CHALLENGE:
Lines before the one containing "In the photo above, where can the pale" are excluded; retype that line and all remaining lines of the material exactly.

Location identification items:
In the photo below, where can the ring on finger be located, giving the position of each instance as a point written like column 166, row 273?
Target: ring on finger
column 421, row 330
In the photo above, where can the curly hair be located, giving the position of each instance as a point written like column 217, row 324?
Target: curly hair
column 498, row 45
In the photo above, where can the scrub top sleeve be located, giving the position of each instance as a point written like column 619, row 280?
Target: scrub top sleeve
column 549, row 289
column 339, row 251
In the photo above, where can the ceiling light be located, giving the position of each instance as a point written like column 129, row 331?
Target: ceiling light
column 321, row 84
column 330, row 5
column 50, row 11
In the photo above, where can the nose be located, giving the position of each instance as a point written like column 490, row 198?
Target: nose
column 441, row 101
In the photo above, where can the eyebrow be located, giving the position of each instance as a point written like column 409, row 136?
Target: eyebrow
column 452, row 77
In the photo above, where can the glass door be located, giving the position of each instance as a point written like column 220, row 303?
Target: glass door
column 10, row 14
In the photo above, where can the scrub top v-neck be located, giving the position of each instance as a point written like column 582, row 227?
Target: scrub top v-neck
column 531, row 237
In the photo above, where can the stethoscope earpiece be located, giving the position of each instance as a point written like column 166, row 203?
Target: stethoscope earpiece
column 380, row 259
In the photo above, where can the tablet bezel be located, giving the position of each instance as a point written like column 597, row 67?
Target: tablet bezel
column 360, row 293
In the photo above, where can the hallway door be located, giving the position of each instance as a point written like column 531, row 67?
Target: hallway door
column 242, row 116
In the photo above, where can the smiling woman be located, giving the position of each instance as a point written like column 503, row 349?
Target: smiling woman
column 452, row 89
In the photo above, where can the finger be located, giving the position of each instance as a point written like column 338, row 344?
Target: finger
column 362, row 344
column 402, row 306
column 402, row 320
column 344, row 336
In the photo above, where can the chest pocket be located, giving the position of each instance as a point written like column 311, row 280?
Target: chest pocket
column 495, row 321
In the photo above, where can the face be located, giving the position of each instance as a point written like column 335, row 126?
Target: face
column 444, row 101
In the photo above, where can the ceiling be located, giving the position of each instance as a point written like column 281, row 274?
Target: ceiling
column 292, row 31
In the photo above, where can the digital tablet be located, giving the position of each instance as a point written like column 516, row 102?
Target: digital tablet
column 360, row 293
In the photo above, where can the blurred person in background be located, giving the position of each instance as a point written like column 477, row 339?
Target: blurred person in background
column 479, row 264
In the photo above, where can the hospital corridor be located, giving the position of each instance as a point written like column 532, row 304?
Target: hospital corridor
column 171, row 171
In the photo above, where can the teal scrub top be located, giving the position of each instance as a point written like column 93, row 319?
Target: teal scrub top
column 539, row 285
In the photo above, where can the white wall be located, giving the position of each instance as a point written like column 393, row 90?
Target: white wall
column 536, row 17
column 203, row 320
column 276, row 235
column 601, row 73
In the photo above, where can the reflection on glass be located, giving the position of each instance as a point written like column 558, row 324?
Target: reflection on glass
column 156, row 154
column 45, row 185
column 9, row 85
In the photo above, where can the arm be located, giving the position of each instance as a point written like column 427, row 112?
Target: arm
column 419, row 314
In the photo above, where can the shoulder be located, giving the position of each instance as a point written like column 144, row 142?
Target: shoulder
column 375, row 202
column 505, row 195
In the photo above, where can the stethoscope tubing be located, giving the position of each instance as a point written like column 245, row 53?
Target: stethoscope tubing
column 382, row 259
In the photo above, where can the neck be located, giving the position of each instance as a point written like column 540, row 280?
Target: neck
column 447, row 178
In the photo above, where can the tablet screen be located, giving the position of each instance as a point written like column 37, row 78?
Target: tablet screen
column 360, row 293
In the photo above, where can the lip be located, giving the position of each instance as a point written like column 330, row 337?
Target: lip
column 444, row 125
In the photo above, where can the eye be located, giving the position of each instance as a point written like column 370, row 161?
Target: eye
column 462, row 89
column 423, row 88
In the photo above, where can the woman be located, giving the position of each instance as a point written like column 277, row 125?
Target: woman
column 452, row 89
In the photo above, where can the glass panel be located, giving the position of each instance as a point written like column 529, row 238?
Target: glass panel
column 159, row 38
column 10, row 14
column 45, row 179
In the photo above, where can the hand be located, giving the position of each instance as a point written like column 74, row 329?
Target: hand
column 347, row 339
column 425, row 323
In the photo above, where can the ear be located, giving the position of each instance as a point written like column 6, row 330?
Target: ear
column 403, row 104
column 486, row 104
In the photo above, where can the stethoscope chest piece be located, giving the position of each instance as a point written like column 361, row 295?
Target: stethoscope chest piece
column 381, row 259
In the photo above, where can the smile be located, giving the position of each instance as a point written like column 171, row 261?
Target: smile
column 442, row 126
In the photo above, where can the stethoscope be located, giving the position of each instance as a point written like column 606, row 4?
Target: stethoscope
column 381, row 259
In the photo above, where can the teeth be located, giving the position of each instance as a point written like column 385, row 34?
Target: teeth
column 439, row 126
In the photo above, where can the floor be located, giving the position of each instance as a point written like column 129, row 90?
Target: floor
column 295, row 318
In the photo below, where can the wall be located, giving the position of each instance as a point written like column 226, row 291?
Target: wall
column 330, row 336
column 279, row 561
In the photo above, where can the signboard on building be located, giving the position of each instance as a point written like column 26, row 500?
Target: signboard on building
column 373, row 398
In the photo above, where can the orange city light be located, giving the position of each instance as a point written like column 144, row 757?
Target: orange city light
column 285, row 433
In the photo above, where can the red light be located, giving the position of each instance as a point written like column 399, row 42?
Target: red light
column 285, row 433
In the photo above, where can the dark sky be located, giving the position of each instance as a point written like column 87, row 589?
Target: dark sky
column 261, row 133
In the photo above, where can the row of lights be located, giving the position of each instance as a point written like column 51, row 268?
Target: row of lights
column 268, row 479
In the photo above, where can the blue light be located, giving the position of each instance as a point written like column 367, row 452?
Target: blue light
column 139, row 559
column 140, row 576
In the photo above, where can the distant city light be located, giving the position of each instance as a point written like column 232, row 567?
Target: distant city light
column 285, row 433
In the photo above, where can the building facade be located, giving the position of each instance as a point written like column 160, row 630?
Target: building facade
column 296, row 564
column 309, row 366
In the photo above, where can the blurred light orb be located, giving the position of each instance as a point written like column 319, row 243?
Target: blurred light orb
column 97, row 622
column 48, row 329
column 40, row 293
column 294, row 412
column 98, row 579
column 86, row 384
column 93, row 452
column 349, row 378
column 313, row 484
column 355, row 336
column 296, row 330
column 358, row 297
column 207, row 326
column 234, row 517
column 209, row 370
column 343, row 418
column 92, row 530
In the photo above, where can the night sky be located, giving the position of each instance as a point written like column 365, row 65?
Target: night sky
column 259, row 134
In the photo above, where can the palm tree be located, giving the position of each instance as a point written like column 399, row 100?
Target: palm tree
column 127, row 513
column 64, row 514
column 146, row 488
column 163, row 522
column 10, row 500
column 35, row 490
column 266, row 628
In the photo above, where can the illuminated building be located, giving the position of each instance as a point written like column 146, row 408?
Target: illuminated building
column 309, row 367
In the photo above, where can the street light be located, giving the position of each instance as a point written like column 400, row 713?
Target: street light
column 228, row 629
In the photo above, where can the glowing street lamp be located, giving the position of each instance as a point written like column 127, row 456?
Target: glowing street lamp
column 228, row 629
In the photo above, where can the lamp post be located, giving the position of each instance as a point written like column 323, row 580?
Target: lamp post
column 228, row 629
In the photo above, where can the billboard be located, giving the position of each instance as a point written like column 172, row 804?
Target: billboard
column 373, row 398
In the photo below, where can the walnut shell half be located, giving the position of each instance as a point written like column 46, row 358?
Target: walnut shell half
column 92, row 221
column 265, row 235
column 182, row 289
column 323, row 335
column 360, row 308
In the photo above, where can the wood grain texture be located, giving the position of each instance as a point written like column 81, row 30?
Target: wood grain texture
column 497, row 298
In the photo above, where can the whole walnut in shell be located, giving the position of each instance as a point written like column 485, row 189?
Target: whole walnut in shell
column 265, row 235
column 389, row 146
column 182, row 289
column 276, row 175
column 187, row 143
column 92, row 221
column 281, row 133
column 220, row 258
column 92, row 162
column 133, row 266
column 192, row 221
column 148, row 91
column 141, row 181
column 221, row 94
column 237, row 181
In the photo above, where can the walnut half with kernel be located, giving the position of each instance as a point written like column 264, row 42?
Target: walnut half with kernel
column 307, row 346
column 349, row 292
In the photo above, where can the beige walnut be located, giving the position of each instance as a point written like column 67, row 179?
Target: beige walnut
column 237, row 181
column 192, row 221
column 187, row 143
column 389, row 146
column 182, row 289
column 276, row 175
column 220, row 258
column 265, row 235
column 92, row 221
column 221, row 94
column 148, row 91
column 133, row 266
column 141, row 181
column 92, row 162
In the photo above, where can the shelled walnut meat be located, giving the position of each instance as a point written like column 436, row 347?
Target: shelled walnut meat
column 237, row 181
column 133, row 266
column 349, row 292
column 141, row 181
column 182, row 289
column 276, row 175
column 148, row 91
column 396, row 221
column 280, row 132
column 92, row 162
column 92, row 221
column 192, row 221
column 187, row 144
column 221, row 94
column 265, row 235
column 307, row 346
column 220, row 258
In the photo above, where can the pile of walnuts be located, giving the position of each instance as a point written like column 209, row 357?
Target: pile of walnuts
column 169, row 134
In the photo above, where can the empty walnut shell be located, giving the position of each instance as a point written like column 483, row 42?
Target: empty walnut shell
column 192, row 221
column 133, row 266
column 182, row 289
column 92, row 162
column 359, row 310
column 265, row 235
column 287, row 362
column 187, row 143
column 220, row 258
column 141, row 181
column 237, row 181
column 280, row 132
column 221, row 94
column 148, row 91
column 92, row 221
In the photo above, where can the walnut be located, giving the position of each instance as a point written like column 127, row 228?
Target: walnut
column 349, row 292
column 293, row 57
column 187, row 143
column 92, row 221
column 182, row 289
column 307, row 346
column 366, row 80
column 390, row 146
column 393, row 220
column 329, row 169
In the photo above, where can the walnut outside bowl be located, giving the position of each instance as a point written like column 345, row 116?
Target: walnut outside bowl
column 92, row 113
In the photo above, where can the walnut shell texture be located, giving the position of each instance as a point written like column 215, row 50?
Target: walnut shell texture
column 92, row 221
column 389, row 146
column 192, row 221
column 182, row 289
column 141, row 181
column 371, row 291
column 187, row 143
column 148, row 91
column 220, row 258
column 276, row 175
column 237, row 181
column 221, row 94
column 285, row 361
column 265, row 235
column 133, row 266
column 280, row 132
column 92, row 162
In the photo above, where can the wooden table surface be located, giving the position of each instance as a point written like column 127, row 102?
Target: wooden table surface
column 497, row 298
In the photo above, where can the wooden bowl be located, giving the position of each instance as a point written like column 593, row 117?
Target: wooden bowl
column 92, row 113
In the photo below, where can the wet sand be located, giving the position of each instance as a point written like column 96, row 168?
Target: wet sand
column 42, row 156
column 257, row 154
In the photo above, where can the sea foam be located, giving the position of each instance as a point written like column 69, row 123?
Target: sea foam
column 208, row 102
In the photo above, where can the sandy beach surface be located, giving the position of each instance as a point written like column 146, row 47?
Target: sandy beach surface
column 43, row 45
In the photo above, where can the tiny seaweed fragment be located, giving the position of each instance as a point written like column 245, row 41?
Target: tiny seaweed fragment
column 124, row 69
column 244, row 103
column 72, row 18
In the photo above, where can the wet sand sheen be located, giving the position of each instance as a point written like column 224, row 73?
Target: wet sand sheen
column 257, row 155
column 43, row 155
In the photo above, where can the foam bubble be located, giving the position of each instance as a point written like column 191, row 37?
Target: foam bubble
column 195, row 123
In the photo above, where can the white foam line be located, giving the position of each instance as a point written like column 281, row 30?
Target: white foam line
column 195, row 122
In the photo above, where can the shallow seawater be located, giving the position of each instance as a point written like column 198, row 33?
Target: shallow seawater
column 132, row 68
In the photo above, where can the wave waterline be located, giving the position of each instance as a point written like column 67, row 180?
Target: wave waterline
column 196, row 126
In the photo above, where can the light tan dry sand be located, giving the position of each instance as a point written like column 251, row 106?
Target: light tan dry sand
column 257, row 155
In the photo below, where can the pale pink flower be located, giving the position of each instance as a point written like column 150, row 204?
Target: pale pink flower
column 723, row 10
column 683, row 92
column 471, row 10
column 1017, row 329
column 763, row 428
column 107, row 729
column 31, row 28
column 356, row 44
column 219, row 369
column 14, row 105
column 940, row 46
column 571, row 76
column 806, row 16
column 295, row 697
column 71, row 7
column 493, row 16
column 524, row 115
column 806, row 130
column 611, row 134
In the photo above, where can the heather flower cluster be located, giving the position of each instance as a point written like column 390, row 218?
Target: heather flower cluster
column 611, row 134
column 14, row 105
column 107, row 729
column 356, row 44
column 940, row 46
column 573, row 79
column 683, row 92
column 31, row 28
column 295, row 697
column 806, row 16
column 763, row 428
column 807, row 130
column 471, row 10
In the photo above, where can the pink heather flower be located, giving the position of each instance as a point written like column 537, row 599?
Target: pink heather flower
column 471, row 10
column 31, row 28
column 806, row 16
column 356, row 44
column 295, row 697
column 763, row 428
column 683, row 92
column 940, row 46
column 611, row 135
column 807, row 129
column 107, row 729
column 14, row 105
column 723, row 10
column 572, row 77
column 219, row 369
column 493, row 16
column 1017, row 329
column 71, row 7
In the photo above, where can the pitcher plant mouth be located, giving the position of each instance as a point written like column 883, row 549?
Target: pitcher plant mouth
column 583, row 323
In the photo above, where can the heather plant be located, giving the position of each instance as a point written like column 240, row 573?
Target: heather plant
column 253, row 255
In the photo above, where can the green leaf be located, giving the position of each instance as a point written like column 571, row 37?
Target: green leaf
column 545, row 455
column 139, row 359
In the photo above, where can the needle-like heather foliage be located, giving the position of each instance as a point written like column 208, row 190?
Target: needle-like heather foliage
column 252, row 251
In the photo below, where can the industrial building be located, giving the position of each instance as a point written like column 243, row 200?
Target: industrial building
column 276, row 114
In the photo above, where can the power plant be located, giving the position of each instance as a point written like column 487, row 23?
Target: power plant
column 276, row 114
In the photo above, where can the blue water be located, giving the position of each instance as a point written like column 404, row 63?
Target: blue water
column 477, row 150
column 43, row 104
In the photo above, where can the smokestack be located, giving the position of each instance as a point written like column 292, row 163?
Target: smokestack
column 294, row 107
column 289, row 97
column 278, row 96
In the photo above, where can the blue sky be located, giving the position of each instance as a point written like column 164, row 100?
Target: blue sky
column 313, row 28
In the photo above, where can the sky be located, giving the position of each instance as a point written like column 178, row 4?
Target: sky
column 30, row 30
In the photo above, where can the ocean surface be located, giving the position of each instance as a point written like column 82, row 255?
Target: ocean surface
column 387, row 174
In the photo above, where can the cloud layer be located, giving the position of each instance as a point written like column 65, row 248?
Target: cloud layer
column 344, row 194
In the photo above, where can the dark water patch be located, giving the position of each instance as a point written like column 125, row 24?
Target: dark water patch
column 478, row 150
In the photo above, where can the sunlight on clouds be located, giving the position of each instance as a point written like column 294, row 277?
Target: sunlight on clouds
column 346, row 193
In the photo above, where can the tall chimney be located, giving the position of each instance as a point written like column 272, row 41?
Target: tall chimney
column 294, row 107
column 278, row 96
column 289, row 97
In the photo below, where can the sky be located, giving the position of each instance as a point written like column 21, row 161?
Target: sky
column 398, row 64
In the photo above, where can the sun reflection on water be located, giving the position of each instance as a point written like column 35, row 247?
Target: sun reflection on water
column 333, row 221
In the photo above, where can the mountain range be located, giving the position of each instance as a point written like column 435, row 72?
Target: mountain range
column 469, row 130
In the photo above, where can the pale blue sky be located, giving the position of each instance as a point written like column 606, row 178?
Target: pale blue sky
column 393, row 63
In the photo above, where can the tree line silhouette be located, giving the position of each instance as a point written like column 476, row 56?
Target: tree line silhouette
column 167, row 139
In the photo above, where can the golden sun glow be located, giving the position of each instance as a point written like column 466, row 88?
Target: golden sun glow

EXERCISE ANSWER:
In the photo above, where can the pale blue sky be located, giving the position of each instance as a point written like column 606, row 178?
Target: pale blue sky
column 393, row 63
In the photo above, where can the tree line silhouette be located, giving the position of each instance as a point written like column 476, row 56?
Target: tree line silhouette
column 167, row 139
In the photo above, where can the golden sun glow be located, giving the position of each instance as a point written like column 466, row 88?
Target: golden sun glow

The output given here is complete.